* **Records shown**:
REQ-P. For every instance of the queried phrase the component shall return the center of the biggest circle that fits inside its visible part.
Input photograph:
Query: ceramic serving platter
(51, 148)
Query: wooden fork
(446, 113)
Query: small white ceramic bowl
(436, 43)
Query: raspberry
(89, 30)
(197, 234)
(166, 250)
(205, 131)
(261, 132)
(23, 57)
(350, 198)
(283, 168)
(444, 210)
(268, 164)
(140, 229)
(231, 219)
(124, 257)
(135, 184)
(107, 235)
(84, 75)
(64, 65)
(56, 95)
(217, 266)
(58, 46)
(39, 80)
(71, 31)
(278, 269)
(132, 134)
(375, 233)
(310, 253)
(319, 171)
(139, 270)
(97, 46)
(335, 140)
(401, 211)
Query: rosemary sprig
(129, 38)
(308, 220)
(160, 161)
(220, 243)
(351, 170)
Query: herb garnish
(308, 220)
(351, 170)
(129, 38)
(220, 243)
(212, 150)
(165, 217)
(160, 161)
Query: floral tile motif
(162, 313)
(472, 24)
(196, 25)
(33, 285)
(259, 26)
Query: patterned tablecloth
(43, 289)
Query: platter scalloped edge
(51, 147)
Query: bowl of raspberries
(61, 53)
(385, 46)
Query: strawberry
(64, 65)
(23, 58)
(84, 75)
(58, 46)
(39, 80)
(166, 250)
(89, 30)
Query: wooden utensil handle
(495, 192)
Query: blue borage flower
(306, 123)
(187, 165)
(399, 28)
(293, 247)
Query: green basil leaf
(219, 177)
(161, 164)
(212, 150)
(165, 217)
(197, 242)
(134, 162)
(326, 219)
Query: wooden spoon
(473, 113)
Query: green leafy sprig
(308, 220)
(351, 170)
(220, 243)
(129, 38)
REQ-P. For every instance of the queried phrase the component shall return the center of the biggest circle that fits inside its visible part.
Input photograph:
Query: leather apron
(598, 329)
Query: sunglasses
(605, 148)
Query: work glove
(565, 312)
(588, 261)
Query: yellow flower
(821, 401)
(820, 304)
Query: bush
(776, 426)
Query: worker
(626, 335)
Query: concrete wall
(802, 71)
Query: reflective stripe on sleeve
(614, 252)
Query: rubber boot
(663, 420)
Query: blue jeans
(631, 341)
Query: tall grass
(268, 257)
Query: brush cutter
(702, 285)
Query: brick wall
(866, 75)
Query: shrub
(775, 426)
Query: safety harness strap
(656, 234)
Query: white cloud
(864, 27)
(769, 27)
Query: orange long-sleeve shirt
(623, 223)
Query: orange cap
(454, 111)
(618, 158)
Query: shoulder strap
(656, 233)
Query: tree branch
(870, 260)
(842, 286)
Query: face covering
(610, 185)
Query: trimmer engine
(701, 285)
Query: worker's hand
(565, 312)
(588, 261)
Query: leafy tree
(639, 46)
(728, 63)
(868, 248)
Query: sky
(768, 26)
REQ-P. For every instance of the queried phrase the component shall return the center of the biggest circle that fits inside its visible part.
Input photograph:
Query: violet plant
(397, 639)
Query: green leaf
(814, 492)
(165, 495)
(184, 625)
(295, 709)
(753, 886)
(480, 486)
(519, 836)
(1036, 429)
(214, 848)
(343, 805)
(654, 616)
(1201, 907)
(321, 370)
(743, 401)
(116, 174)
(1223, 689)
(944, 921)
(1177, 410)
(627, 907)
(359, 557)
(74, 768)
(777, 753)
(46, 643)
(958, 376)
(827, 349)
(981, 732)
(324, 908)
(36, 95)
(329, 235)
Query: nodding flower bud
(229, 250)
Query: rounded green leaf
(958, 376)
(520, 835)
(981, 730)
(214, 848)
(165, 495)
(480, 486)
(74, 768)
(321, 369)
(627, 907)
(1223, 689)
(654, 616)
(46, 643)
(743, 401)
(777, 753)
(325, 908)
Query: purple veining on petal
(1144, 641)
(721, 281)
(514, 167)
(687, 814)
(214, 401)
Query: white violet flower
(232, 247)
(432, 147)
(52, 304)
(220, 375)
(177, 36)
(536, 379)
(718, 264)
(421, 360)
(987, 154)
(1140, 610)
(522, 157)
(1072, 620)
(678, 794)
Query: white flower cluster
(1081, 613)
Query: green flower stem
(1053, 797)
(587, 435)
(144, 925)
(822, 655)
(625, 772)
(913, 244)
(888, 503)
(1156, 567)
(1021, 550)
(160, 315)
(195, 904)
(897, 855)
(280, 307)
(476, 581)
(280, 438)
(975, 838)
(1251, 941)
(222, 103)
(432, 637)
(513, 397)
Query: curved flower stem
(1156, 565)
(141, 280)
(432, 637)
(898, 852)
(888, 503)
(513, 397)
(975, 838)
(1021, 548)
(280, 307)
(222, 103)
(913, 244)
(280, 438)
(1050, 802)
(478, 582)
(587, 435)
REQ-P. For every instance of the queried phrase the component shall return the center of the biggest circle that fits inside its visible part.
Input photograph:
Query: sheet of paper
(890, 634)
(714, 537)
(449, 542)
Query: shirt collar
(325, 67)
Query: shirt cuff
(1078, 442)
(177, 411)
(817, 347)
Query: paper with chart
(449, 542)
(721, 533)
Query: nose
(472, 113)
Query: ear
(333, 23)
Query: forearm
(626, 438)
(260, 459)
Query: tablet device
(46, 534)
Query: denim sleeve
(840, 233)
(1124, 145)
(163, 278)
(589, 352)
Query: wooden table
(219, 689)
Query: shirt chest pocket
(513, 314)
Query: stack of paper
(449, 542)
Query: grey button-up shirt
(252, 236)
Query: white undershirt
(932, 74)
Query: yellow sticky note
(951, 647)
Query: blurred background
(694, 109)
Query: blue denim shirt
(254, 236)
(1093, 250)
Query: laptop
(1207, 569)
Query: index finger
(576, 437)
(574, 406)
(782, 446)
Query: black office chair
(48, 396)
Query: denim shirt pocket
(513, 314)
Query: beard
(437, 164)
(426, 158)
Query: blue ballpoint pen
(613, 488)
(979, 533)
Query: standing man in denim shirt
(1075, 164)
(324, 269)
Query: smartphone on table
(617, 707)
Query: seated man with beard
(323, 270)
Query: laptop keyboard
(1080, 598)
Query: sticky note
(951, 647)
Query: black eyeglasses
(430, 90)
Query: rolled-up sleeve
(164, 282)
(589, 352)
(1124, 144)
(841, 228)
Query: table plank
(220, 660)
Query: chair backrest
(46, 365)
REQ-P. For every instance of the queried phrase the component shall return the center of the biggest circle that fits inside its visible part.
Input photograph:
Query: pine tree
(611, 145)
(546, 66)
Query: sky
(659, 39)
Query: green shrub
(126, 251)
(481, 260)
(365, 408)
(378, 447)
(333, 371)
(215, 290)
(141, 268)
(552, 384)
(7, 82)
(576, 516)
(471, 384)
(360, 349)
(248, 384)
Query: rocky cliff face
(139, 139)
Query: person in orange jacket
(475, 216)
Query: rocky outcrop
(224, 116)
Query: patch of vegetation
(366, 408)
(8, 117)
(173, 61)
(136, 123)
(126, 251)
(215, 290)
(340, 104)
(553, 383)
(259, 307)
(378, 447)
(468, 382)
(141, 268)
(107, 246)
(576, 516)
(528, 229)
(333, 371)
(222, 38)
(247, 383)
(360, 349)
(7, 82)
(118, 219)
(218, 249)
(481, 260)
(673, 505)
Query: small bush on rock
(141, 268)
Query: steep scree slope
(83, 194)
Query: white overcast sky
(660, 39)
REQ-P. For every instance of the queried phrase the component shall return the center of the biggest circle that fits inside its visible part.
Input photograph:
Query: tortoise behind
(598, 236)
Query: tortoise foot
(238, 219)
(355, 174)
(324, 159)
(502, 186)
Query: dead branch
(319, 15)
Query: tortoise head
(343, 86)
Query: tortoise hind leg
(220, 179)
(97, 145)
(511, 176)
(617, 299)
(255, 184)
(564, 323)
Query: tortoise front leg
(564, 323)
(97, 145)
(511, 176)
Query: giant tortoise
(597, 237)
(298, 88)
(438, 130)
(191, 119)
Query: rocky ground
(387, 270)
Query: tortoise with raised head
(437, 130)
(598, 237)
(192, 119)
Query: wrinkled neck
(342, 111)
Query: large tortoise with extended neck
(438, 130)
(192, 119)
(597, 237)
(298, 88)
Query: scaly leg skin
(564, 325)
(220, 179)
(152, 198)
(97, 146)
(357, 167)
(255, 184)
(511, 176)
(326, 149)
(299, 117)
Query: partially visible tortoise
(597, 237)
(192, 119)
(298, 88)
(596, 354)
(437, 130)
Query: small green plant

* **Exercise directions**:
All that is wanted is the line with "Query: large tortoise with extended neck" and every later line in the entries, reproduced exactly.

* **Exercise output**:
Query: large tortoise with extended neck
(438, 130)
(192, 119)
(597, 237)
(298, 88)
Query: scaly leg skin
(564, 325)
(220, 179)
(152, 198)
(97, 146)
(357, 167)
(255, 184)
(511, 176)
(326, 149)
(299, 117)
Query: partially visible tortoise
(597, 237)
(192, 119)
(298, 88)
(596, 354)
(437, 130)
Query: small green plant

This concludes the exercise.